Given exercise> Write out the part of the Luxembourg and Cayman fund comparison starting with "The core question" and going on through "the right domicile.", word for word.

Given text>
..........

The core question for any fund manager choosing between Luxembourg and Cayman is: where are your investors, and do you need EU regulatory passporting? The answer almost always determines the right domicile.
Side-by-Side Comparison
| Dimension | Luxembourg | Cayman Islands |
|---|---|---|
| Regulatory Framework | ||
| Regulator | Commission de Surveillance du Secteur Financier (CSSF) | Cayman Islands Monetary Authority (CIMA) |
| Legal System | EU / Luxembourg civil law | English common law |
| EU Membership | Full EU member — access to EU passporting regimes | Not EU — no UCITS or AIFMD passport |
| FATF Status | Full FATF member; OECD whitelisted | FATF member; removed from grey list 2023 |
| Regulatory Complexity | High — EU regulatory overlay; AIFMD, MiFID II, EMIR | Lower — CIMA-specific regulation; lighter touch for many vehicles |
| Setup Timeline | 3–6 months for regulated funds (CSSF approval required) | 4–8 weeks for registered funds; faster for some vehicles |
| Fund Vehicles | ||
| Regulated Retail Funds | UCITS — world standard for retail cross-border distribution | Not available (no EU regulatory passport) |
| Regulated AIFs | AIFMD-compliant AIFs — RAIF, SIF, SICAR, Part II UCI | CIMA-regulated funds — registered, administered, licensed |
| Unregulated/Lightly Regulated | RAIF (Reserved AIF) — supervised via AIFM, not CSSF directly | Registered Fund, Administered Fund, LMAF — flexible and fast |
| Private Equity Vehicle | SCSp (Special Limited Partnership) — widely used | Exempted Limited Partnership (ELP) — global standard |
| Hedge Fund Vehicle | SIF or RAIF used; less common globally | Exempted Company or ELP — dominant globally |
| UCITS | Dominant — Luxembourg hosts more UCITS than any other jurisdiction | Not applicable |
| Distribution & Investor Access | ||
| EU Distribution Passport | Full UCITS and AIFMD marketing passport — 27 EU member states | No EU passport; national private placement rules apply |
| UK Distribution | Post-Brexit via UK NPPR or recognition regime | UK NPPR for AIF managers |
| US Investors | Possible; some complexity for US taxable investors | Standard — Cayman structures widely used by US institutional LPs |
| Asian Investors | Access via distribution agreements | Widely accepted by Asian institutional investors; Cayman standard |
| Retail Investors | Yes — via UCITS and other regulated product wrappers | Generally not — institutional/professional investor focus |
| Costs & Ongoing Obligations | ||
| Setup Cost | Higher — legal, CSSF fees, depositary, AIFM costs | Lower for unregulated vehicles; CIMA registration fees modest |
| Annual Operating Cost | Higher — depositary requirement, CSSF annual fees, AIFMD compliance | Lower for many structures; no depositary requirement for most vehicles |
| Depositary Requirement | Required for UCITS and AIFMD AIFs | Not required for most Cayman fund vehicles |
| Audit Requirement | Required for regulated structures | Required for CIMA-registered funds |
| Tax on Fund | Taxe d'abonnement (0.01%–0.05% p.a. on NAV for most vehicles) | Zero — no fund-level tax in Cayman |
| Professional Services Ecosystem | ||
| Law Firms | Allen & Overy, Arendt, Elvinger Hoss, Linklaters, Clifford Chance + offshore firms with Luxembourg desks | Appleby, Maples, Ogier, Walkers, Mourant, Carey Olsen |
| Fund Administrators | Very large — State Street, BNY Mellon, Northern Trust, Calastone, IQ-EQ + many | Extremely large — same firms plus many Cayman specialists |
| Depositary Banks | All major global custodians present; depositary market highly developed | Not required for most vehicles |
| Audit Firms | All Big 4 + mid-tier | All Big 4 + mid-tier; PwC and KPMG dominant for funds |
Use Case Guide
UCITS is an EU-regulated product framework and the Luxembourg UCITS passport is the global standard for cross-border retail fund distribution. Cayman simply cannot replicate UCITS passporting rights. Any manager seeking to distribute a regulated fund to retail investors across the EU — or to access the large pool of UCITS-eligible institutional mandates — must use Luxembourg or another EU domicile.

..........

Entries>
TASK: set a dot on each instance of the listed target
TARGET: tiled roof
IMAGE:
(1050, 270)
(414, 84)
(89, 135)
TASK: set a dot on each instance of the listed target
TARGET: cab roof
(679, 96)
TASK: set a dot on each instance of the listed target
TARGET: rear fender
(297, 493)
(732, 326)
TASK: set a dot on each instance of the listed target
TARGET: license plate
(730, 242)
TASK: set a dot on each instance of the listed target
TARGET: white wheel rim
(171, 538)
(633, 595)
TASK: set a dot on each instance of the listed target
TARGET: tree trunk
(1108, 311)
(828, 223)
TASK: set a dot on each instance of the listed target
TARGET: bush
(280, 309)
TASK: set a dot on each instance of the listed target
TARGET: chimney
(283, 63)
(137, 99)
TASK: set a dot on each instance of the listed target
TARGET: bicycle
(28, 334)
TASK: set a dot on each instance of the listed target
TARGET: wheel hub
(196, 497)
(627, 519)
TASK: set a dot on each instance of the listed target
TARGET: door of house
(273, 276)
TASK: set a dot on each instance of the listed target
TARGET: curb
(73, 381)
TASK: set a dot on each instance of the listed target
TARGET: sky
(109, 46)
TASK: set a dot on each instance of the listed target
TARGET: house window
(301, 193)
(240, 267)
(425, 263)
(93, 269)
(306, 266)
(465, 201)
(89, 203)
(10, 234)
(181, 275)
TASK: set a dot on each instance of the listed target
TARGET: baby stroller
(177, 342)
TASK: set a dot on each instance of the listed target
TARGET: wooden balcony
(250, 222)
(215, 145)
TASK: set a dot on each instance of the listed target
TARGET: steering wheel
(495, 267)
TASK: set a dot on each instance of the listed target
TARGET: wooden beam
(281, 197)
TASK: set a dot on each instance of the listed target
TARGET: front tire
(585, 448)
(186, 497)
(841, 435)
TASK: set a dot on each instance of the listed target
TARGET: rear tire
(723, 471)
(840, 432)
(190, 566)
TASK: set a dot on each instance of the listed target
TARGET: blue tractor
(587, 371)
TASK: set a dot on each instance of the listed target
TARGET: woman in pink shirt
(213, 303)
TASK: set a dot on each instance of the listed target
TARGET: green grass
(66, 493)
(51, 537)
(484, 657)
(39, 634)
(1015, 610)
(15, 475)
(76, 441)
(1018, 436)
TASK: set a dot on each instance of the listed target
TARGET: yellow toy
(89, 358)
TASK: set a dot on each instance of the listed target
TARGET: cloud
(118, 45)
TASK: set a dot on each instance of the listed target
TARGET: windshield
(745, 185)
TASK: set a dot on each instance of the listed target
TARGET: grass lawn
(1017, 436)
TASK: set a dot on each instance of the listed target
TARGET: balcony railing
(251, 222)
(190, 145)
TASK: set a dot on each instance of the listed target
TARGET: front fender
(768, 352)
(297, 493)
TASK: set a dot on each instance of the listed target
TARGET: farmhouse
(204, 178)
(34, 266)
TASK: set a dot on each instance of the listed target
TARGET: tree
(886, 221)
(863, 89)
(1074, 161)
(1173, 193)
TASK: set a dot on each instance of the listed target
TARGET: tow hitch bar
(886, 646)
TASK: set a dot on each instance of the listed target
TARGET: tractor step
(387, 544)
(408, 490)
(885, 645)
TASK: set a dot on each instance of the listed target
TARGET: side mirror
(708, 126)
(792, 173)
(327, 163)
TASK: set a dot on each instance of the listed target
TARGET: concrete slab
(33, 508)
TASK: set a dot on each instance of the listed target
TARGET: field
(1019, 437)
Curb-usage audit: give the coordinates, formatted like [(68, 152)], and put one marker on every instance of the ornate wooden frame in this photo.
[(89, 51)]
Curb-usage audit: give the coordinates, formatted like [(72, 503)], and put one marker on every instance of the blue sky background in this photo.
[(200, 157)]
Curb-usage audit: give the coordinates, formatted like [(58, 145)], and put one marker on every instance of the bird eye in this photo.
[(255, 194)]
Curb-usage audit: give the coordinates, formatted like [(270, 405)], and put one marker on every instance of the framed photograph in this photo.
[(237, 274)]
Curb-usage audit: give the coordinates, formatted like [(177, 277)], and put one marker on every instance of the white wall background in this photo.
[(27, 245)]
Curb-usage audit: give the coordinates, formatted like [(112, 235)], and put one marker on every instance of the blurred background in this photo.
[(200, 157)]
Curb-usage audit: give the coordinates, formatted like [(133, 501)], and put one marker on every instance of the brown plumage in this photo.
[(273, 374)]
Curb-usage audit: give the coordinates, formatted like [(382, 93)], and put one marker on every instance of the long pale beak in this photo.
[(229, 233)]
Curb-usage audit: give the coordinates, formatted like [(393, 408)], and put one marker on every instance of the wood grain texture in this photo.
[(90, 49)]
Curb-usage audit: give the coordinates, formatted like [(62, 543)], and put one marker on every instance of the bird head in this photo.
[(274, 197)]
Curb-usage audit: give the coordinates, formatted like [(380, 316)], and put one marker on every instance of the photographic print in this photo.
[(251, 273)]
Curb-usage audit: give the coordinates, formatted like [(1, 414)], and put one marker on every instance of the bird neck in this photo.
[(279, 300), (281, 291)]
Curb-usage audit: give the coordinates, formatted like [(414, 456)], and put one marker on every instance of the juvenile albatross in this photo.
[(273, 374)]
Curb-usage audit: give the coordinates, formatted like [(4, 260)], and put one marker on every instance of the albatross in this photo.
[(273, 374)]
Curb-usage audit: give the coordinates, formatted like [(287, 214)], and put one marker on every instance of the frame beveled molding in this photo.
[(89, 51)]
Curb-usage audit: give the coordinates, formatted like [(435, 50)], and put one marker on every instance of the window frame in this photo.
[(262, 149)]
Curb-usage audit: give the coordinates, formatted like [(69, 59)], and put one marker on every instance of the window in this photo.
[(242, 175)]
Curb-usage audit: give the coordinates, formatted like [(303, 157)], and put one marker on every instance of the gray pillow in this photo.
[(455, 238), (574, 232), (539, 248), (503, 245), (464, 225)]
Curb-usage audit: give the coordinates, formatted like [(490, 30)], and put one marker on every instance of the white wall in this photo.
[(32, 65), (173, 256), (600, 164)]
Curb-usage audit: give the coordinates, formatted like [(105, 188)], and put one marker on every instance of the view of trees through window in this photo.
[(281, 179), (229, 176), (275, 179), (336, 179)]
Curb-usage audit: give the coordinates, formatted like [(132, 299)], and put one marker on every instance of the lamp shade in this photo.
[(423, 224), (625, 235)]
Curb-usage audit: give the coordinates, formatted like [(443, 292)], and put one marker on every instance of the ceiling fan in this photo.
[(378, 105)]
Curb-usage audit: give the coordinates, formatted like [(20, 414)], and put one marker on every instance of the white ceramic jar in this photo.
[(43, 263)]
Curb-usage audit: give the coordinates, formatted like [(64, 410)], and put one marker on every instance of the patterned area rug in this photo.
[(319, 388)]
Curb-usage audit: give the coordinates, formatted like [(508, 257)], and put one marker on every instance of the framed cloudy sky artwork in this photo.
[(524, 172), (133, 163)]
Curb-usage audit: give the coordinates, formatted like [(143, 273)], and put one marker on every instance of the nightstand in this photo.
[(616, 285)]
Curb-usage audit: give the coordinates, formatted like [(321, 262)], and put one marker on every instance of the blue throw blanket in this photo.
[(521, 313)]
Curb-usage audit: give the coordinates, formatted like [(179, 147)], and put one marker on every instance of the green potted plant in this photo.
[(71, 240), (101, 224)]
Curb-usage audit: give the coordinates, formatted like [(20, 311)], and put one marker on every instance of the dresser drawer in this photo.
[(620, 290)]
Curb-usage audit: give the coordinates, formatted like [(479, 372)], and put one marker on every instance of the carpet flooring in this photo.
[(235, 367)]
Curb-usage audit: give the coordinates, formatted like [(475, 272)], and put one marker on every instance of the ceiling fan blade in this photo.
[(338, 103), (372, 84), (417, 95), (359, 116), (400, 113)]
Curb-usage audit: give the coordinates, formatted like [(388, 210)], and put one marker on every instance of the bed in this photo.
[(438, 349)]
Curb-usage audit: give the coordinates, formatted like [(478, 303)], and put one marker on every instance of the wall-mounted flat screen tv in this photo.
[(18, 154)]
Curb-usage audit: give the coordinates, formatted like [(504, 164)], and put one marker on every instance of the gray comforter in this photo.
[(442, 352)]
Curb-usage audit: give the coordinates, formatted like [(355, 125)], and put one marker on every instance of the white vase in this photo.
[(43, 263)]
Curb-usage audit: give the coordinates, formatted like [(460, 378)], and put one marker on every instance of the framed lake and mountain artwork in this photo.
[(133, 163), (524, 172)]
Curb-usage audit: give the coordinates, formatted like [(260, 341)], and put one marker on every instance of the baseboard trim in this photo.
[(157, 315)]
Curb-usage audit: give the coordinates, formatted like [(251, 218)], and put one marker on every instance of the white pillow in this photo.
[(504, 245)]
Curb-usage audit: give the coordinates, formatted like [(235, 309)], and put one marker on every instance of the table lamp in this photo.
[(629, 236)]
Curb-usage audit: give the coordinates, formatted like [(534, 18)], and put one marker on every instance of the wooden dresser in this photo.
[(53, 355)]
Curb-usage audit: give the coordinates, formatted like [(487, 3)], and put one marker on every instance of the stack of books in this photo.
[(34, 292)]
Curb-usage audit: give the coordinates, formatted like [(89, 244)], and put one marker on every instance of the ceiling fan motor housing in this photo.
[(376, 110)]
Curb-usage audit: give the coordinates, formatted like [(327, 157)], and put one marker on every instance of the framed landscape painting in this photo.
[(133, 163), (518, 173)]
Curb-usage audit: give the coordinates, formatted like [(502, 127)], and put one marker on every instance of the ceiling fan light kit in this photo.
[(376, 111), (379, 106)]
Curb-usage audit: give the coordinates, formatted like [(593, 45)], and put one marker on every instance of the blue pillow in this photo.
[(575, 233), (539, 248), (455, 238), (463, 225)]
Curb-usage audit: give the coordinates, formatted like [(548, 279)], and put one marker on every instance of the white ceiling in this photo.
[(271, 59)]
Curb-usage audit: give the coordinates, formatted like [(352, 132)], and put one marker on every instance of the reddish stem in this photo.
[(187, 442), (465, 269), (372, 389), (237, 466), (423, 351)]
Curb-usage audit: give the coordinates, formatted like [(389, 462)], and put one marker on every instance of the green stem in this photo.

..........

The completed task>
The core question for any fund manager choosing between Luxembourg and Cayman is: where are your investors, and do you need EU regulatory passporting? The answer almost always determines the right domicile.